Exercises:
(1) Answer these questions from the text below on heavy metals in milk products:
(a) Where did the fresh milk used for the dairy products come from?
(b) Which company supplied the powder rennet?
(c) Which heavy metals were the standards obtained for?
(2) Put this sentence from the text below on heavy metals in milk products into Spanish: "Salt: Commercial sodium chloride was obtained from El-Nasr Company, Alexandria, Egypt."
(3) Decide whether each statement agrees with the text below on heavy metals in milk products. Answer yes or no, and quote the words of the text that decide it.
(a) The yoghurt culture came from a lab in Copenhagen.
(b) The heavy metal standards were supplied by El-Nasr Company.
(c) Consumption of milk products has fallen in recent years.

Extracted text:
Milk products are a very important human nutrient since their consumption has increased in recent years.
The purity of milk affects the other dairy product which drives
from it (Florea et al., 2006). There are correlation
between environmental situation, manufacturing process and equipment and levels
in raw milk and dairy products. The manufacturing process considerably influences
element concentration both by chemical and physical treatments involved and
by processing equipment employed that bring about the greatest variation in
the element concentration (Coni et al., 1995).
The rationalization of production process and identification of quality markers for milk and milk products is of a great importance for the protection and evaluation of typical dairy products. Consequently, as safeguard, the first objective is to undertake a careful and through assessment of all mechanisms by manufacturing process can influence milk and milk products.
The concentration range of certain heavy metals in milk and cheese are dependent
upon animal species and feeding time of year of sample collection, environmental
condition and manufacturing process (Coni et al.,
A previous investigation (El-Sadek et al., 1972)
centerd on raw milk samples to elevate the concentration ranges of trace elements
as affecting by environmental conditions and time year of 72 samples collection.
The main objectives of this study was to elucidate the behavior of certain milk contaminants heavy metals (Pb, Cd, Fe. Cu, Zn and Cr) during manufacturing process for cheese, yoghurt and fatty products compared with corresponding raw milk.
MATERIALS AND METHODS
Milk used in cheese making, Yogurt, cream, butter and Ghee: Fresh milk
used in cheese making, Yogurt, cream, butter and Ghee were obtained from the
herd of Faculty of Agriculture, Cairo University, Giza, Egypt.
Starter culture: Yoghurt culture was obtained from Chr. Hansen Lab., Copenhagen, Denmark (Yo- mix 495).
Rennet: Powder rennet was obtained from DSM Food specialties company, France.
Salt: Commercial sodium chloride was obtained from El-Nasr Company, Alexandria, Egypt.
Heavy metals Standards (Pb, Cd, Fe, Cu, Zn and Cr): were obtained from Sigma-Aldrich Company.

Source material:
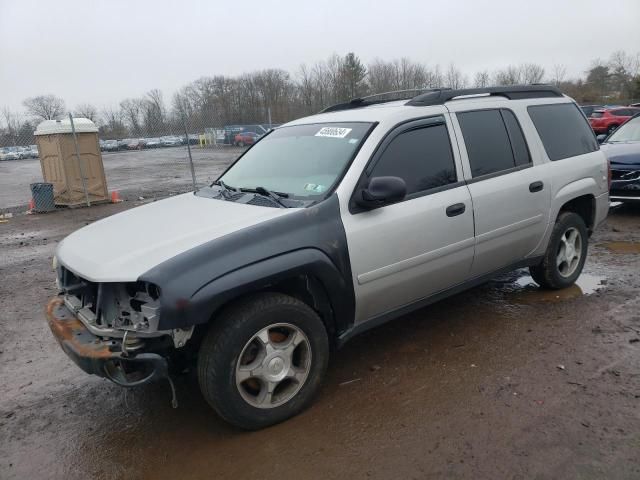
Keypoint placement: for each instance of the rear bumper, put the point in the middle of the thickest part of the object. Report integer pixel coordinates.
(98, 356)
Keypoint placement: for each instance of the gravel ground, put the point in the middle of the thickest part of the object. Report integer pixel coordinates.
(147, 173)
(503, 381)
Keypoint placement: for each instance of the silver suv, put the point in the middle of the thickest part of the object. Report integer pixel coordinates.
(328, 226)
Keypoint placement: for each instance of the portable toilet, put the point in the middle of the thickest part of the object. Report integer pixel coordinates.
(64, 168)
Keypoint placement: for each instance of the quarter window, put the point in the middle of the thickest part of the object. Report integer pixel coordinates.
(563, 130)
(518, 143)
(494, 141)
(422, 157)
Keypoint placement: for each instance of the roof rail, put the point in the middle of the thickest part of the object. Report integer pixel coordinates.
(512, 92)
(438, 96)
(377, 98)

Solution list:
(1)
(a) The herd of the Faculty of Agriculture, Cairo University, Giza, Egypt.
(b) DSM Food specialties company, France.
(c) Pb, Cd, Fe, Cu, Zn and Cr.

(2) Sal: El cloruro de sodio comercial se obtuvo de la compañía El-Nasr, Alejandría, Egipto.

(3)
(a) Yes: "Yoghurt culture was obtained from Chr. Hansen Lab., Copenhagen, Denmark"
(b) No: "were obtained from Sigma-Aldrich Company"
(c) No: "their consumption has increased in recent years"